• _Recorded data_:
----

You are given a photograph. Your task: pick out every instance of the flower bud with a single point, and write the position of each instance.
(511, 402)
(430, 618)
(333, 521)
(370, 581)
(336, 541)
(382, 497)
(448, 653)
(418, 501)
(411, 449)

----

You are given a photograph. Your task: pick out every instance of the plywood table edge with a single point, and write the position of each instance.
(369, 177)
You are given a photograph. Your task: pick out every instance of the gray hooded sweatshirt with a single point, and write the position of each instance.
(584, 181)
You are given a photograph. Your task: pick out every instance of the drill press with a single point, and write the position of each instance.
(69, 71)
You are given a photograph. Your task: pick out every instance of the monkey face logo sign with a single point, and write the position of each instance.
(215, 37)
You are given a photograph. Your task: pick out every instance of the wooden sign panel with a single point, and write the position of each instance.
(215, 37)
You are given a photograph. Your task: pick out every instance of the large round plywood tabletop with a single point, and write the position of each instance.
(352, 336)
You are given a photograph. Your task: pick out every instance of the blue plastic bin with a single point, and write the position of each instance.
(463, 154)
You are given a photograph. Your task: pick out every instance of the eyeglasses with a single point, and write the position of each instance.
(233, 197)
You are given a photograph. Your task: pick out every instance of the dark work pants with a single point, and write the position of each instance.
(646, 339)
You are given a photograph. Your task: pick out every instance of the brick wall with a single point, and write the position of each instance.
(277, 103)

----

• _Problem requirements_:
Identify each line in the entries above that includes the word "plywood", matching case exactly, and copy every such line.

• _Response_:
You are given a photograph. Your task: pick out every instance of the plywood table edge with a single point, and write the position of each instance.
You are given a photograph. Your task: pick out every instance of the large round plywood tabletop with a single point, and write the position of each instance.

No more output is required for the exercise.